• **DIRECTION**:
Present the records below as a numbered list, leaving out any blank lines.

• **THE RECORDS**:
######

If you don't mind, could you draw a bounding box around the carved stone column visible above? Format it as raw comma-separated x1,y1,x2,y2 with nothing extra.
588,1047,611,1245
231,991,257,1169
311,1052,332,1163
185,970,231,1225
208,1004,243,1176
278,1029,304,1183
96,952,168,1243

######

• **RESPONSE BELOW**:
1. If you don't mind, could you draw a bounding box around the carved stone column visible above? Format it as raw comma-separated x1,y1,x2,y2 with nothing extra.
2. 588,1047,611,1245
3. 231,991,257,1169
4. 311,1052,332,1163
5. 185,970,231,1225
6. 208,1004,243,1176
7. 278,1029,304,1183
8. 96,952,168,1243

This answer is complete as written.